With places on the transport limited in the retreat, rather than publicly call for volunteers, each nurse was asked to write either “stay” or “go” on a piece of paper. Either “stay” or “go”.
In the privacy of a secret ballot, every single Australian nurse wrote “stay”.
The Last Post plays for generations of brave women and men.
It plays for their loyalty to each other, it plays for their love of family and nation.
It plays for the wry smile in Alma’s official paybook photograph, at the other end of the pool, a wry smile stolen forever.
It plays for the broken-hearted parents and partners, the children orphaned by grief.
This solemn ceremony which we are privileged to attend, and this magnificent secular cathedral which hosts it, does not turn away from this sadness.
Tonight, and every night, the Last Post combines the best traditions of ANZAC and Australia: egalitarian and democratic, humble and human.
Truly, this is a ceremony for “one of them and all of us”.
For the people we have lost.
For our veterans and their families, to whom we owe so much.
And as parliament resumes for the year, it reminds us of the free and peaceful nation their service and sacrifice has preserved.
So, as we depart here tonight to commence the parliamentary year and the inevitable debates and disagreements, the clashes and conflict of our adversarial democracy, let the notes of the Last Post hold all of us to Australia's oldest promise.
We will remember them. Lest we forget.

• _MATERIAL SHOWN_
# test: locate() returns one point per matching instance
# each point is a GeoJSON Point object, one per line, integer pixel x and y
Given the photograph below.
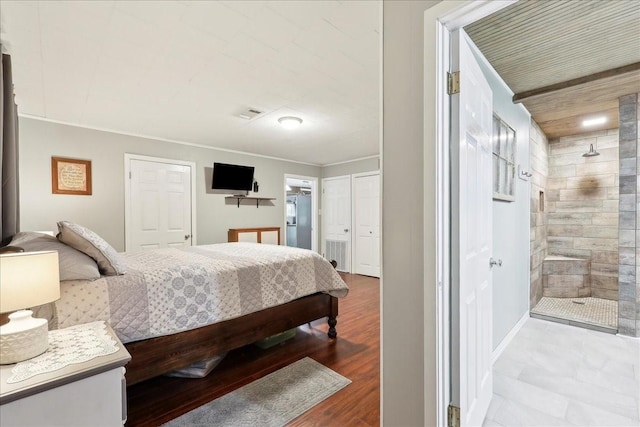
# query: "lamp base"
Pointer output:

...

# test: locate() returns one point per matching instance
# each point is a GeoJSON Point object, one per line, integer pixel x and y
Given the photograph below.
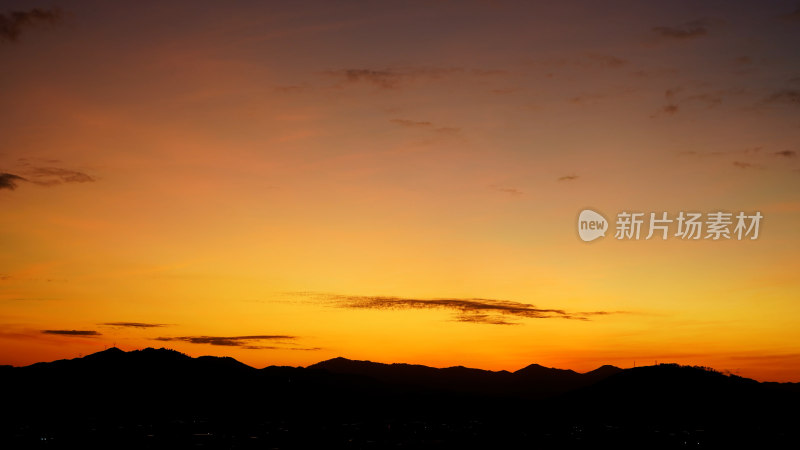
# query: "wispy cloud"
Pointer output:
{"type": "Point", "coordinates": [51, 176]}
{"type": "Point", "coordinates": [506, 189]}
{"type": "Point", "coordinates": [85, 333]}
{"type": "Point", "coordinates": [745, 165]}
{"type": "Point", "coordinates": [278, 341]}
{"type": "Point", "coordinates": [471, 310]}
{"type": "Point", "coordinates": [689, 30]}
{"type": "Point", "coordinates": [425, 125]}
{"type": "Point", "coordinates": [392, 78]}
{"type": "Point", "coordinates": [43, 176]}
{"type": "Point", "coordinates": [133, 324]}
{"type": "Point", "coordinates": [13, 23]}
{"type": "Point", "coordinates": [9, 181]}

• _INSTRUCTION_
Extract the entire text about the Last Post ceremony word for word. The records play no part in what comes next.

• _SOLUTION FOR THIS TASK_
With places on the transport limited in the retreat, rather than publicly call for volunteers, each nurse was asked to write either “stay” or “go” on a piece of paper. Either “stay” or “go”.
In the privacy of a secret ballot, every single Australian nurse wrote “stay”.
The Last Post plays for generations of brave women and men.
It plays for their loyalty to each other, it plays for their love of family and nation.
It plays for the wry smile in Alma’s official paybook photograph, at the other end of the pool, a wry smile stolen forever.
It plays for the broken-hearted parents and partners, the children orphaned by grief.
This solemn ceremony which we are privileged to attend, and this magnificent secular cathedral which hosts it, does not turn away from this sadness.
Tonight, and every night, the Last Post combines the best traditions of ANZAC and Australia: egalitarian and democratic, humble and human.
Truly, this is a ceremony for “one of them and all of us”.
For the people we have lost.
For our veterans and their families, to whom we owe so much.
And as parliament resumes for the year, it reminds us of the free and peaceful nation their service and sacrifice has preserved.
So, as we depart here tonight to commence the parliamentary year and the inevitable debates and disagreements, the clashes and conflict of our adversarial democracy, let the notes of the Last Post hold all of us to Australia's oldest promise.
We will remember them. Lest we forget.